-- START TEXT TO READ --

AU312: Defining Audit Risk and Materiality
Explore the essential framework auditors use to balance risk and materiality, guiding the scope and evaluation of a financial statement audit.
Explore the essential framework auditors use to balance risk and materiality, guiding the scope and evaluation of a financial statement audit.
AU 312, “Audit Risk and Materiality in Conducting an Audit,” was an auditing standard issued by the American Institute of Certified Public Accountants (AICPA). It provided guidance for auditors on two core concepts in auditing. This standard has been superseded and is no longer in effect, but the principles it established have been integrated into current auditing literature.
For audits of non-public companies, the concepts are now in AU-C Section 320, “Materiality in Planning and Performing an Audit.” For public company audits, governed by the Public Company Accounting Oversight Board (PCAOB), the relevant standard is AS 2105, “Consideration of Materiality in Planning and Performing an Audit.” This article explains the concepts of audit risk and materiality that remain central to modern financial statement audits.
Audit risk is the risk that an auditor expresses an inappropriate audit opinion when the financial statements are materially misstated. In simpler terms, it is the chance that an auditor gives a “clean” opinion on financial statements that contain significant errors. Auditors cannot obtain absolute assurance, only reasonable assurance, because of the nature of financial reporting, audit procedures, and the need for an audit to be conducted within a reasonable time and at a reasonable cost. To manage this, auditors break audit risk down into three components.
These three components are linked in the audit risk model: Audit Risk = Inherent Risk x Control Risk x Detection Risk. This model is not a rigid mathematical formula but a framework auditors use to understand the relationship between the risks and to plan their audit approach.
Materiality is a concept of relative significance. Information is considered material if its omission or misstatement could reasonably be expected to influence the economic decisions of users of the financial statements. A fact is considered material if there is a substantial likelihood that it would be viewed by a reasonable investor as having significantly altered the total mix of available information. This judgment involves both quantitative and qualitative considerations.
When determining materiality, auditors consider quantitative factors by establishing a benchmark as a starting point, such as a percentage of a key financial figure. Common benchmarks include pre-tax income, total revenues, or total assets. For example, an auditor might use 5% of pre-tax income as an initial quantitative threshold, choosing the benchmark most relevant to the company’s financial statement users.
Materiality is not solely a numerical exercise, as qualitative factors can render a quantitatively small misstatement material. A misstatement might be qualitatively material if it:
Auditors use different levels of materiality. The first is materiality for the financial statements as a whole, or planning materiality, which is the overall threshold. From this, the auditor determines performance materiality, set at a lower amount, often in the range of 50% to 75% of overall materiality. Performance materiality is used when designing audit procedures for individual accounts to reduce the probability that the sum of all uncorrected and undetected misstatements exceeds the overall materiality level.
The concepts of audit risk and materiality are linked and form the basis of the audit plan. This involves a dynamic relationship between the auditor’s assessment of risk and the determination of materiality. The two have an inverse relationship that shapes the amount and type of audit work performed to reduce overall audit risk to an acceptably low level.

-- END TEXT TO READ --

_EXERCISE REQUIREMENTS_
Continue the text on audit risk and materiality, starting after its final sentence.

-- START RECORD LIST --

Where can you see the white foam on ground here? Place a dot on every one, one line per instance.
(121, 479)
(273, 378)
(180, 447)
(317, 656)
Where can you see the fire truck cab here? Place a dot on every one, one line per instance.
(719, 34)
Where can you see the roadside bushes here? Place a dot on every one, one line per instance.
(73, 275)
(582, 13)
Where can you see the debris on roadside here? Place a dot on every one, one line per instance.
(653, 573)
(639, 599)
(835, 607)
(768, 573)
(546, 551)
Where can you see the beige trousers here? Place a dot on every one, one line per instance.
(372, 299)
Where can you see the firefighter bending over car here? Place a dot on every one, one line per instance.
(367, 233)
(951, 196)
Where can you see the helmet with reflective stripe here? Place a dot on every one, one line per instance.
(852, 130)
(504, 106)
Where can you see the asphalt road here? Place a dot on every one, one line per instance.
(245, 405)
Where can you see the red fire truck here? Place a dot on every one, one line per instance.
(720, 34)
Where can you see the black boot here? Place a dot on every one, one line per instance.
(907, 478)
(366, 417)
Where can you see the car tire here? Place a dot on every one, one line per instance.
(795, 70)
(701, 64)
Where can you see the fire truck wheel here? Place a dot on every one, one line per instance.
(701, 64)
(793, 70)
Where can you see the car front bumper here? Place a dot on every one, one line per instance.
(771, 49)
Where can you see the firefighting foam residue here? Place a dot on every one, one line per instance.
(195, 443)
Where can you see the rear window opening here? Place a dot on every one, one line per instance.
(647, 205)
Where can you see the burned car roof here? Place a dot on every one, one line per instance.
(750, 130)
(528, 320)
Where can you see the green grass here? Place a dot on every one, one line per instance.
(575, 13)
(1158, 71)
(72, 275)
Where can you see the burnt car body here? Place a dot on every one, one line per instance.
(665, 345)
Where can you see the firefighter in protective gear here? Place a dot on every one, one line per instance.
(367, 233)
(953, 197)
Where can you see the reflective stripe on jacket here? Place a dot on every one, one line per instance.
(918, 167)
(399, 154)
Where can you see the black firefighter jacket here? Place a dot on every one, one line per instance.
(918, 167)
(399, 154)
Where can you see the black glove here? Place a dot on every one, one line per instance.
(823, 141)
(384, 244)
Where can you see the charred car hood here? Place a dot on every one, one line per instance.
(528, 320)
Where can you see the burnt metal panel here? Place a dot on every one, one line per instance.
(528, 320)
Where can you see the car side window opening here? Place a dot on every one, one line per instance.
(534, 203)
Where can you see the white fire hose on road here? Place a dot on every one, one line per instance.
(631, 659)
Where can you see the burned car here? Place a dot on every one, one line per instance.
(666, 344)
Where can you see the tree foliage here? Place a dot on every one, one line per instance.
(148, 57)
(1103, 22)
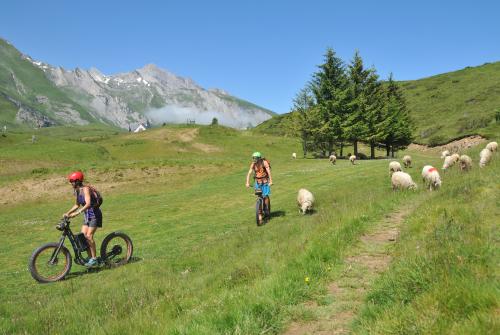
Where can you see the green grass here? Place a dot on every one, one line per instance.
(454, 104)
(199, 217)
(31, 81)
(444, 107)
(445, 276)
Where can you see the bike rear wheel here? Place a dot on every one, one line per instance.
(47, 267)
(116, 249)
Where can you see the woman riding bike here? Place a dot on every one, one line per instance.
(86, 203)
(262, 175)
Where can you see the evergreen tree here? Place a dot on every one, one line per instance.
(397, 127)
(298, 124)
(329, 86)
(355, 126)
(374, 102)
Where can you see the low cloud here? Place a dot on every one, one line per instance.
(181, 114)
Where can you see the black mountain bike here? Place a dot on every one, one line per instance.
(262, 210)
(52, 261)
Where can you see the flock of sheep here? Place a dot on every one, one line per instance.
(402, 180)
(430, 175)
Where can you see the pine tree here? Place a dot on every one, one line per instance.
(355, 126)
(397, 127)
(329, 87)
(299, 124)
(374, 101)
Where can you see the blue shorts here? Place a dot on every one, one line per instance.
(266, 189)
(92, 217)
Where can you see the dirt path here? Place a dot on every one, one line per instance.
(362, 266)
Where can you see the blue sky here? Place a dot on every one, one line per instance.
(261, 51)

-- END RECORD LIST --
-- START RECORD LIST --

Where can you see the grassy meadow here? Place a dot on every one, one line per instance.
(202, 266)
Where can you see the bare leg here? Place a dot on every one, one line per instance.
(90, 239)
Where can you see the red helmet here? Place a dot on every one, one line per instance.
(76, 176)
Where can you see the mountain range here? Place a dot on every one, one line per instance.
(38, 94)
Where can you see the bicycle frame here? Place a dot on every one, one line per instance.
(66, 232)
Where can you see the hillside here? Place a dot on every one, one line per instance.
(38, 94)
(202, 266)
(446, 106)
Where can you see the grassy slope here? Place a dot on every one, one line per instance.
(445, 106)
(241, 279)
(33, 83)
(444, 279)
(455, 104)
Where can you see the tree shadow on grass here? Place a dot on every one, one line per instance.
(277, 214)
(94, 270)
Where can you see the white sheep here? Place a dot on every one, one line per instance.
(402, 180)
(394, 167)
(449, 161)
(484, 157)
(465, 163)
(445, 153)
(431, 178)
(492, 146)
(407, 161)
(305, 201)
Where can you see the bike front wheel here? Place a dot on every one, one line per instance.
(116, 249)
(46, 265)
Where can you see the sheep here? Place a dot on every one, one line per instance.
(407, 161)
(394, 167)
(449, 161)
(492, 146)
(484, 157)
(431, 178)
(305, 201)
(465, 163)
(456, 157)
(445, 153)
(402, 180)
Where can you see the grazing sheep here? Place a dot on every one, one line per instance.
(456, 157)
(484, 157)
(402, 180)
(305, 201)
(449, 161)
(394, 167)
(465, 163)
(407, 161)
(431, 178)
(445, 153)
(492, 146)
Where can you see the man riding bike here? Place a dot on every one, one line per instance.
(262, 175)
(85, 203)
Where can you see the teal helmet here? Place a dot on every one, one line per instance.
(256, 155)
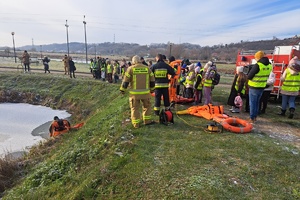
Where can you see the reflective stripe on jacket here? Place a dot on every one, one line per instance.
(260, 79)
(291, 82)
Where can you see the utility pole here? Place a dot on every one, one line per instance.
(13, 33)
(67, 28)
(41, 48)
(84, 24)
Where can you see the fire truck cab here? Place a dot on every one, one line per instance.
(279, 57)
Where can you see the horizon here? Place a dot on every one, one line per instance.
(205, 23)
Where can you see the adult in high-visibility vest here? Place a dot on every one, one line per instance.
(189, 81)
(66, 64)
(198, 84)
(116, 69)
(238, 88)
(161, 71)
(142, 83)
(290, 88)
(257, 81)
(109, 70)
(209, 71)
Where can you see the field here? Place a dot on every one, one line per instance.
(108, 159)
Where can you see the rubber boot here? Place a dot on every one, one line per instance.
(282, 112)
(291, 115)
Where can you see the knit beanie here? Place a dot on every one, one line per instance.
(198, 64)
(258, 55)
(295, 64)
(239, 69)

-- END RECORD LIST --
-- START RECORD LIST --

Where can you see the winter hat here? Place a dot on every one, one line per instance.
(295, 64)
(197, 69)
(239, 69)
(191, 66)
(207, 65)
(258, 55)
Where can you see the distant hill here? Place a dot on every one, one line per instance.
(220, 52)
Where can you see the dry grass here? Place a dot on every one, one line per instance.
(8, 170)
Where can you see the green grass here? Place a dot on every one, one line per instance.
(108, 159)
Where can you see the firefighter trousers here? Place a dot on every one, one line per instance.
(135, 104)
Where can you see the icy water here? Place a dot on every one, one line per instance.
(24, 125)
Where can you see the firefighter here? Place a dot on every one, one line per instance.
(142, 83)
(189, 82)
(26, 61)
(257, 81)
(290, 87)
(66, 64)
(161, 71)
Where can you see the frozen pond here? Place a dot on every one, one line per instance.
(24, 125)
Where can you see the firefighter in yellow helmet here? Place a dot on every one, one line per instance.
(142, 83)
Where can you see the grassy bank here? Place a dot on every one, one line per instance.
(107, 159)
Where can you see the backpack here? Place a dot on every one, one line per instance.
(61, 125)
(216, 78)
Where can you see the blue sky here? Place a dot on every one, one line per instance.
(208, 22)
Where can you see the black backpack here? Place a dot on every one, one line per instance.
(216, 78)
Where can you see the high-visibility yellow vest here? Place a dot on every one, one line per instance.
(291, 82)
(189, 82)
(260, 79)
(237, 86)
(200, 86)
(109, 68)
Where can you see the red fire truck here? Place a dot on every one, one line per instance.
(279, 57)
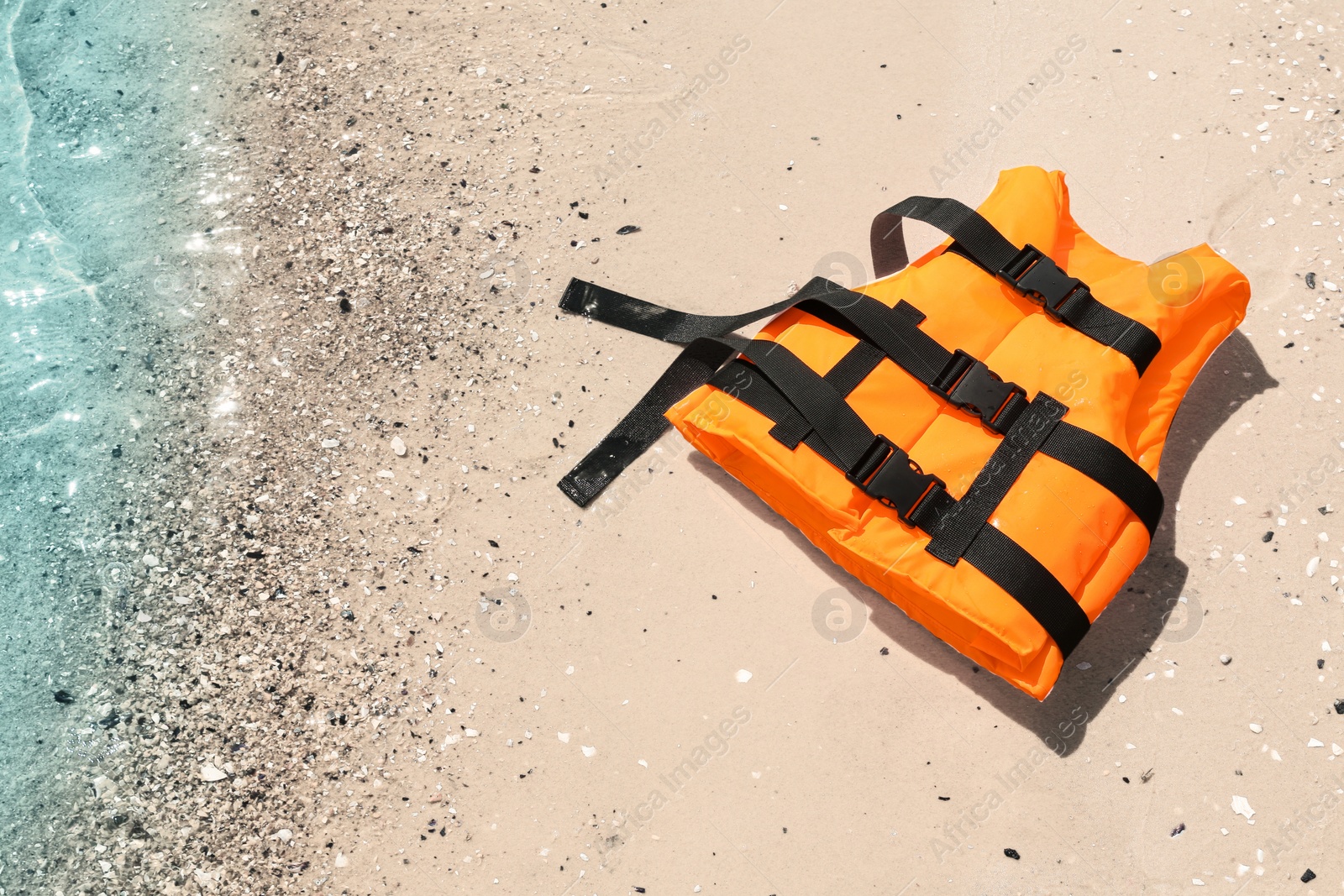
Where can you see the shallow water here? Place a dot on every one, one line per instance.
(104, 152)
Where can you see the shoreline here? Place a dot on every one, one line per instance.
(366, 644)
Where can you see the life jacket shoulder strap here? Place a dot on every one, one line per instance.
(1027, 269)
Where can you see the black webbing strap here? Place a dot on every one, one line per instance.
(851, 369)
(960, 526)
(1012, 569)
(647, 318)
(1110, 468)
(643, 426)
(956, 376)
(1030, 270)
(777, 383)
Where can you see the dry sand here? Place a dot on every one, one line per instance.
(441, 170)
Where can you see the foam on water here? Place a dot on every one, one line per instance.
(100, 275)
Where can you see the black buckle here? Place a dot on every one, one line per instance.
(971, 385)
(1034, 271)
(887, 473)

-- END RECORD LIST --

_ANSWER_
The auditor first assesses the Risk of Material Misstatement (RMM), which is the combination of inherent and control risk, based on their understanding of the company and its internal controls. The audit risk model shows that for a given level of audit risk, the acceptable level of detection risk is inversely related to the assessed RMM. If an auditor determines that the RMM is high, they must set a lower acceptable level of detection risk to keep overall audit risk low.
A lower detection risk requires the auditor to obtain more persuasive audit evidence by modifying the nature, timing, and extent of planned audit procedures. For nature, the auditor might shift from less persuasive procedures like inquiry to more persuasive ones like direct inspection or re-performance. For timing, procedures might be moved from an interim date to year-end. For extent, the auditor would increase sample sizes for tests of details or analytical procedures.
The level of materiality also influences the plan. A lower materiality threshold means that smaller misstatements are considered important, requiring the auditor to gather more evidence to detect them. Consequently, a lower materiality level, much like a higher assessed RMM, leads to an increase in the scope and extent of audit testing.
The final stage involves using materiality to evaluate the results of the audit work, a process distinct from planning. The auditor must accumulate all misstatements found, except for those that are “clearly trivial.” This accumulation includes both known misstatements and likely misstatements.
Known misstatements are factual errors with no doubt, such as a mistake in applying an accounting principle. Likely misstatements are the auditor’s best estimate of misstatements in a population, often derived from projecting errors found in an audit sample to the entire account balance. For example, a 2% error rate in a sample of accounts receivable would be projected to the entire balance to estimate the likely misstatement.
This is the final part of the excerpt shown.